**WHAT THE TASK ASKS**: Express the data below, from its first line through the line containing "pixel 501 249", as a JSON list of strings with one string per line. Skip blank lines and leave the pictures out.

[A block of data]
***

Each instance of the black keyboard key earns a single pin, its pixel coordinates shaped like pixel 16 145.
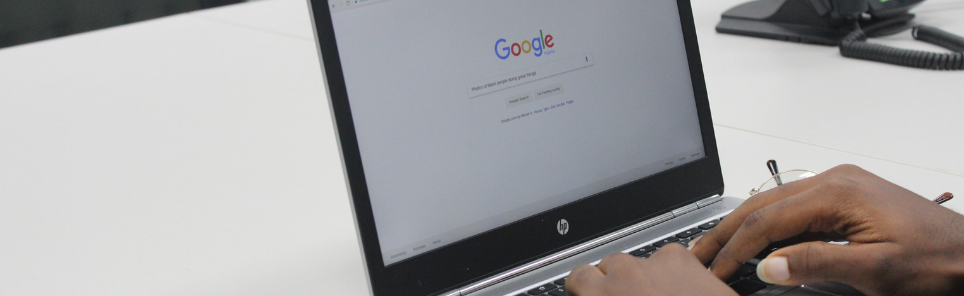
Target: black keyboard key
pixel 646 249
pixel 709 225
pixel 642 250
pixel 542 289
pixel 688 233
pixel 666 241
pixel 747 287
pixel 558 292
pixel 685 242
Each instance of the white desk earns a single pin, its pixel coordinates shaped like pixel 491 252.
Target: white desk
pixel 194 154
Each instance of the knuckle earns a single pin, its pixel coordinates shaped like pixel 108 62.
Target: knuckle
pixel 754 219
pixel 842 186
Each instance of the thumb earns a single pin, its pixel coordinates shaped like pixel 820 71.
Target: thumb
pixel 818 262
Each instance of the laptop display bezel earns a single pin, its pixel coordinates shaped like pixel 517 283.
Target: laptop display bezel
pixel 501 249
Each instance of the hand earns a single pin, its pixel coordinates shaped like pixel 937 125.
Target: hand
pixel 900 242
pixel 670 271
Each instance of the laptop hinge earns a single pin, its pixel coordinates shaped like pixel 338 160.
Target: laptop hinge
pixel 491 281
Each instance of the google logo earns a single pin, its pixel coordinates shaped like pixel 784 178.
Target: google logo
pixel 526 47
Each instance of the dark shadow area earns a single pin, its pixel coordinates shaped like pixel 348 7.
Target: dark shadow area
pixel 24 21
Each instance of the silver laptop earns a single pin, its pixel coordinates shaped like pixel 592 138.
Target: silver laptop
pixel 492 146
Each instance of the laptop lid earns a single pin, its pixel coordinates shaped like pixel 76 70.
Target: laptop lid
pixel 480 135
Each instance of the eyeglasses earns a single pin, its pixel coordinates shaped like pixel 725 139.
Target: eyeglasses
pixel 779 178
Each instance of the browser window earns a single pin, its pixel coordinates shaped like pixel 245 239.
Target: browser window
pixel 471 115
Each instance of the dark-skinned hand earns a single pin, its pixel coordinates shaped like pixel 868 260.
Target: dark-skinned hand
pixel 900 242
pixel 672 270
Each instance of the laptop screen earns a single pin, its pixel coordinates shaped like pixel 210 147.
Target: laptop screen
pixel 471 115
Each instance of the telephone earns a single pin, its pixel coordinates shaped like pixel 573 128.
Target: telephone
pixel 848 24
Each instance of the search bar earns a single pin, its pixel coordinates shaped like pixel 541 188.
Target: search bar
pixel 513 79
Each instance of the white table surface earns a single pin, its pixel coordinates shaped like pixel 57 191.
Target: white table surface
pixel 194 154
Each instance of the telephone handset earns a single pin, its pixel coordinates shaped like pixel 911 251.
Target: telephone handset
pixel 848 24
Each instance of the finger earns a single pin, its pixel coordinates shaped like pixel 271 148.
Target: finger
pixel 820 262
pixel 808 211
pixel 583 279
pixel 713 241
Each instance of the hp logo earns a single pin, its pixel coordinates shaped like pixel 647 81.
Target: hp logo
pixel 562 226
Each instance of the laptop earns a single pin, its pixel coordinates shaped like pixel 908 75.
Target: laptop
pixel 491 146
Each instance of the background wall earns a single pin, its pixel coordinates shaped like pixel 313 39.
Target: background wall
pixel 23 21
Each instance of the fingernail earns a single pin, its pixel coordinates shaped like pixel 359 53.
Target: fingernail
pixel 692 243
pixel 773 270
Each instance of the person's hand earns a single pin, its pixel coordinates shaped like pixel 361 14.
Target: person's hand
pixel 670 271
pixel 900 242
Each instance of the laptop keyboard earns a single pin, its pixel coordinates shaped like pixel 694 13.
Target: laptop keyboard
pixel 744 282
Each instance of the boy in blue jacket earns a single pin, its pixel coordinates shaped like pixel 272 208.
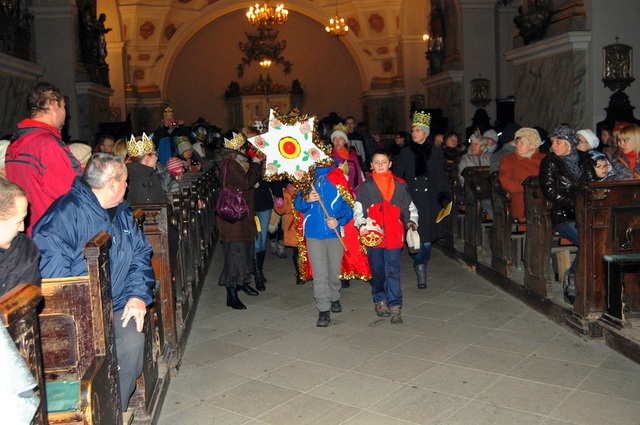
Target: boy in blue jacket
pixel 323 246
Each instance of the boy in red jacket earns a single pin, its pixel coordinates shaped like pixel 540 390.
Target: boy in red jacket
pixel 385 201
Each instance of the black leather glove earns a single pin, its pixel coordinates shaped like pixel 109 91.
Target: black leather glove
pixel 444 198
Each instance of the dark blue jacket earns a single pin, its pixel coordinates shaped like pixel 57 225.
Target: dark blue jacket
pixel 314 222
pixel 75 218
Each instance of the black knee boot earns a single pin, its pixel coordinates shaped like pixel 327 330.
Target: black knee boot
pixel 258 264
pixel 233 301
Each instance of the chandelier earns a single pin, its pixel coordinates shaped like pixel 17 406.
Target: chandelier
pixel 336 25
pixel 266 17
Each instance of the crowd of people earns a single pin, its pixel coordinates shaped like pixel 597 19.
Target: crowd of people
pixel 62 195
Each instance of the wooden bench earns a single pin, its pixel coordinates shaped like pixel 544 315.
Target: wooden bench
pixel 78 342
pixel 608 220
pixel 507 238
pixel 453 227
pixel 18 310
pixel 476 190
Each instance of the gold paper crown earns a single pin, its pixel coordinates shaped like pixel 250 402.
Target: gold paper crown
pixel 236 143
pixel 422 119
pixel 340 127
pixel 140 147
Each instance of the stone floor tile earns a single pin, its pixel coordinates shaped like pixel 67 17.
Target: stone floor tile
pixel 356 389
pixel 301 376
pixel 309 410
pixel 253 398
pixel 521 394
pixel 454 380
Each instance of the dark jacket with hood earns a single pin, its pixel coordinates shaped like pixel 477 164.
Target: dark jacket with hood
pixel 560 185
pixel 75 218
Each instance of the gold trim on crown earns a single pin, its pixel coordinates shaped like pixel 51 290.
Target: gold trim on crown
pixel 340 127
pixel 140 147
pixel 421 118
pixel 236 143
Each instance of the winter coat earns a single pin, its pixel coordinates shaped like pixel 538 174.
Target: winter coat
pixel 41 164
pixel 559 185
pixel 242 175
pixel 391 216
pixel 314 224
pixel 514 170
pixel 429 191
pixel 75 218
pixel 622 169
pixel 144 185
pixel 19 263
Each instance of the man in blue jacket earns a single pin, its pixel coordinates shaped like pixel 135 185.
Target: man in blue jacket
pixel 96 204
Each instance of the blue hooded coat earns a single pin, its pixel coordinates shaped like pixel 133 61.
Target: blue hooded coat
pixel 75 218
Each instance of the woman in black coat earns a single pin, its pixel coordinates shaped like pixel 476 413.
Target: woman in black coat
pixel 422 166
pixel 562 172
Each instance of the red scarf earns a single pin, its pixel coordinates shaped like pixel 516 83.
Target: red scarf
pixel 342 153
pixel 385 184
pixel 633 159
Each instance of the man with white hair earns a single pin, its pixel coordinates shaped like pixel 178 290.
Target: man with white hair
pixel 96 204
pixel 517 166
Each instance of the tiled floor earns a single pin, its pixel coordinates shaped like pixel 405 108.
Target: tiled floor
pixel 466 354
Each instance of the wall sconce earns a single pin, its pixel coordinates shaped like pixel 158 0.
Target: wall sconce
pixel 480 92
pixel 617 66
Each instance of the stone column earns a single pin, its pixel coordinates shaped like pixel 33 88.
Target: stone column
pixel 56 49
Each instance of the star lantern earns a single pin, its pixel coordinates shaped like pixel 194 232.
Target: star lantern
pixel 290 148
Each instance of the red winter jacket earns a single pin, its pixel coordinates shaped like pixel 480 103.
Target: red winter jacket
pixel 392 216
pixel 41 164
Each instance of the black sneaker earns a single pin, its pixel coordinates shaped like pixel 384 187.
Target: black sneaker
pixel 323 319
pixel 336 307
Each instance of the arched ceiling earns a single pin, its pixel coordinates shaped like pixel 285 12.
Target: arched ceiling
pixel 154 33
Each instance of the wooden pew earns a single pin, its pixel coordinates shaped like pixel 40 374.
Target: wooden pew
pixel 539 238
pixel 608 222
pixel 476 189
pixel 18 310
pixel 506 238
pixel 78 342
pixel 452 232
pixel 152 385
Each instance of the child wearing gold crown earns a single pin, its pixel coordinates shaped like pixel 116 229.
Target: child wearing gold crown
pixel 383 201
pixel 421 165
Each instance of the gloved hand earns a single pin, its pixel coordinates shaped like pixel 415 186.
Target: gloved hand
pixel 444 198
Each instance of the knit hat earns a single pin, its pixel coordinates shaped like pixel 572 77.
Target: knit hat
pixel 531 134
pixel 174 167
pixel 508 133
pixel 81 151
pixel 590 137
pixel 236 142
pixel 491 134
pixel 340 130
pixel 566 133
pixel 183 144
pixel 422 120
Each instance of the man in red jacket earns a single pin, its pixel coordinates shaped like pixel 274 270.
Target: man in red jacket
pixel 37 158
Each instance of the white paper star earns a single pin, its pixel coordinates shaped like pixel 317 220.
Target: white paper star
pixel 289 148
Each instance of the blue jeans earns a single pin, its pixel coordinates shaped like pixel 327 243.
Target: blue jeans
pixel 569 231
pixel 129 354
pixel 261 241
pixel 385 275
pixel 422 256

***

**OUTPUT BELOW**:
[
  "Each instance of the black keyboard key earns a single pin, its pixel coordinates shaped like pixel 16 145.",
  "Target: black keyboard key",
  "pixel 646 249",
  "pixel 709 225",
  "pixel 642 250",
  "pixel 542 289",
  "pixel 688 233",
  "pixel 666 241",
  "pixel 747 287",
  "pixel 558 292",
  "pixel 685 242",
  "Each instance of the white desk earns a single pin, its pixel coordinates shaped like pixel 491 252.",
  "Target: white desk",
  "pixel 194 154",
  "Each instance of the knuckle earns a single pin, its pixel coordinates shaped like pixel 108 62.",
  "Target: knuckle",
  "pixel 754 219",
  "pixel 842 186",
  "Each instance of the thumb earns a single pin, its pixel coordinates shaped like pixel 820 71.",
  "Target: thumb",
  "pixel 818 262",
  "Each instance of the laptop display bezel earns a single pin, its pixel coordinates shaped like pixel 517 283.",
  "Target: laptop display bezel",
  "pixel 501 249"
]